| YOUR TASK |
Scan the material below for "background", then return each line that contains it.

** SOURCE RECORDS follows **

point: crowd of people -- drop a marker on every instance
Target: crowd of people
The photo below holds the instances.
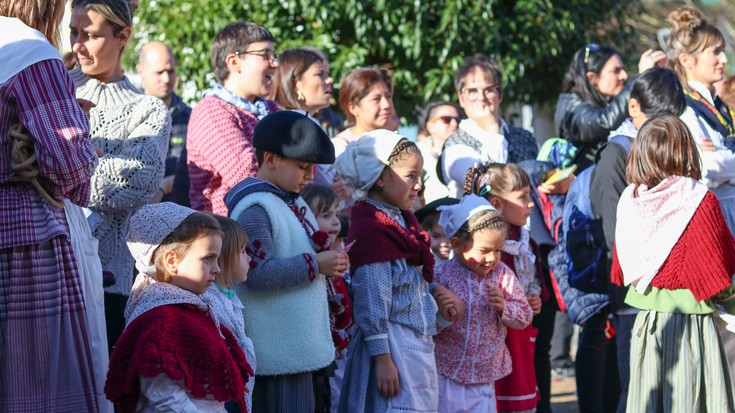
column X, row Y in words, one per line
column 264, row 253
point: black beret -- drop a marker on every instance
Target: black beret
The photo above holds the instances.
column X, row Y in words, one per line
column 432, row 206
column 293, row 135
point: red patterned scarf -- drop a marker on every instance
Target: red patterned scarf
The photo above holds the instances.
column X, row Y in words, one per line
column 380, row 238
column 182, row 342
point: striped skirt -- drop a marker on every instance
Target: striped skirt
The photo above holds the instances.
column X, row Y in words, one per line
column 45, row 360
column 678, row 364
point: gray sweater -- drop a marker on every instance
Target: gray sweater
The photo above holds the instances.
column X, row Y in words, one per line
column 133, row 131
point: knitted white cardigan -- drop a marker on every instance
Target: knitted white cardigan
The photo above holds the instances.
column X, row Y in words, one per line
column 289, row 329
column 133, row 131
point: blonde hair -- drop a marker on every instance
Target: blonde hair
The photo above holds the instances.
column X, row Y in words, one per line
column 42, row 15
column 234, row 240
column 193, row 227
column 692, row 33
column 118, row 13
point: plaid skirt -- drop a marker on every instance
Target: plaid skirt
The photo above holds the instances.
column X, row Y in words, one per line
column 678, row 364
column 45, row 357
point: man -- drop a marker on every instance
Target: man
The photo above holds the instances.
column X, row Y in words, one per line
column 220, row 140
column 157, row 69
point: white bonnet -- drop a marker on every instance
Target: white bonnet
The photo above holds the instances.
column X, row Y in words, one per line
column 149, row 226
column 454, row 216
column 364, row 159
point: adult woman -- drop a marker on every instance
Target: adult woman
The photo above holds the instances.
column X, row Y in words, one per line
column 45, row 362
column 131, row 129
column 594, row 99
column 595, row 103
column 438, row 120
column 303, row 81
column 697, row 55
column 366, row 99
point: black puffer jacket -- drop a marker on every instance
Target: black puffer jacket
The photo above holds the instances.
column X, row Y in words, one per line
column 588, row 127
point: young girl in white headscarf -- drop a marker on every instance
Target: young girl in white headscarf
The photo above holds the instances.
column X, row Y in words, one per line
column 391, row 357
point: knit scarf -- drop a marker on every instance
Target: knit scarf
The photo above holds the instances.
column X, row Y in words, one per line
column 380, row 238
column 259, row 108
column 518, row 245
column 182, row 342
column 649, row 224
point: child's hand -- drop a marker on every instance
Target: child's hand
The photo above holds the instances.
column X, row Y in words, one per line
column 496, row 298
column 451, row 307
column 334, row 263
column 386, row 374
column 535, row 302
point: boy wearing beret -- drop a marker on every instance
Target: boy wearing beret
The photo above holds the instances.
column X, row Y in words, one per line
column 219, row 142
column 285, row 296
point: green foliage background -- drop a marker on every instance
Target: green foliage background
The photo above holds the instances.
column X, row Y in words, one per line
column 423, row 41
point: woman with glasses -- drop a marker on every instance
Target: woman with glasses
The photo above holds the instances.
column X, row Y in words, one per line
column 594, row 99
column 484, row 136
column 438, row 120
column 132, row 131
column 220, row 136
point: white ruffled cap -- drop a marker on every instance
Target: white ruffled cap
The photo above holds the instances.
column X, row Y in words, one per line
column 454, row 216
column 149, row 227
column 364, row 159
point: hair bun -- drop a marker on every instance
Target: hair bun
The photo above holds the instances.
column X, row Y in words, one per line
column 687, row 18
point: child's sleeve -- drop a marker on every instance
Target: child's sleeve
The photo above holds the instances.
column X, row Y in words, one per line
column 268, row 272
column 372, row 287
column 517, row 312
column 165, row 395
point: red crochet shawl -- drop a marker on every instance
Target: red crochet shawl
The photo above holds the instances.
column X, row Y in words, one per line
column 182, row 342
column 702, row 261
column 380, row 238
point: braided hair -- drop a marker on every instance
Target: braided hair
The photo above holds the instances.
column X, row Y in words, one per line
column 495, row 179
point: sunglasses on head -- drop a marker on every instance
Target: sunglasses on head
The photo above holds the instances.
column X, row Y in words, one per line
column 592, row 47
column 446, row 119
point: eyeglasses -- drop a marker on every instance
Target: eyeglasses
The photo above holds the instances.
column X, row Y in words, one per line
column 446, row 119
column 474, row 93
column 592, row 47
column 269, row 54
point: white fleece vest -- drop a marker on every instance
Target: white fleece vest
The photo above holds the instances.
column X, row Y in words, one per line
column 289, row 329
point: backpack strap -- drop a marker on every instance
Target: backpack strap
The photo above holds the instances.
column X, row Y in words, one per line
column 624, row 141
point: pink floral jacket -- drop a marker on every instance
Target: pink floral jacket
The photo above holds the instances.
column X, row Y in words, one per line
column 473, row 350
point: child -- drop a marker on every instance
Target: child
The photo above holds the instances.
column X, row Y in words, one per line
column 655, row 92
column 174, row 354
column 287, row 314
column 673, row 246
column 471, row 354
column 508, row 189
column 391, row 359
column 234, row 263
column 428, row 216
column 324, row 203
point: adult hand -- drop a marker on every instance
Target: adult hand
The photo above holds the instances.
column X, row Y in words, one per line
column 386, row 374
column 561, row 187
column 706, row 144
column 86, row 105
column 535, row 302
column 651, row 58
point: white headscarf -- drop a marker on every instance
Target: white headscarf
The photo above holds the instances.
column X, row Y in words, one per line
column 361, row 164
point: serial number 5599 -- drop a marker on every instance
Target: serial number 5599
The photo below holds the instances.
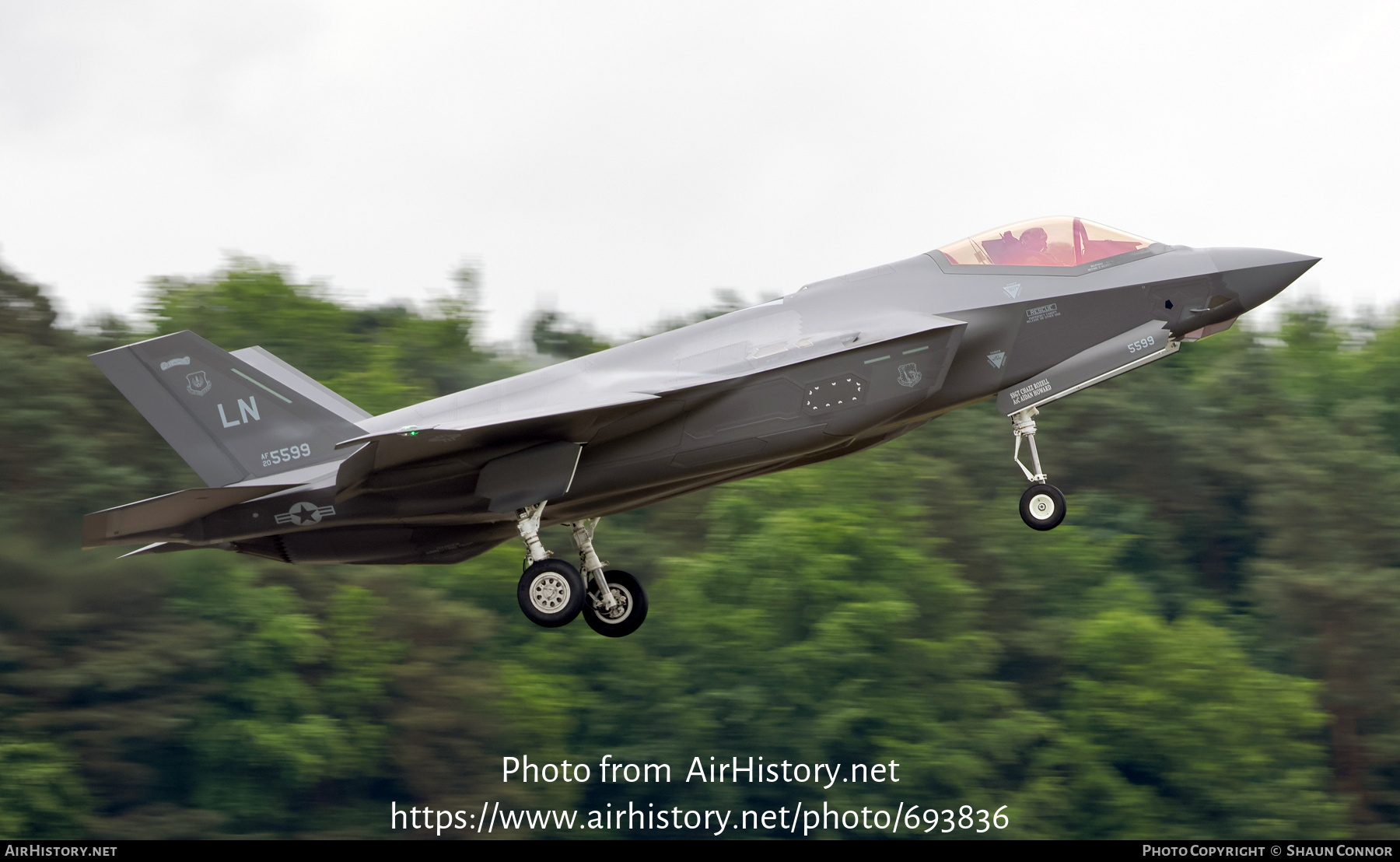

** End of SOURCE RECORDS **

| RESULT |
point: green foliage background -- drop a marker on every instance
Target: green foliage background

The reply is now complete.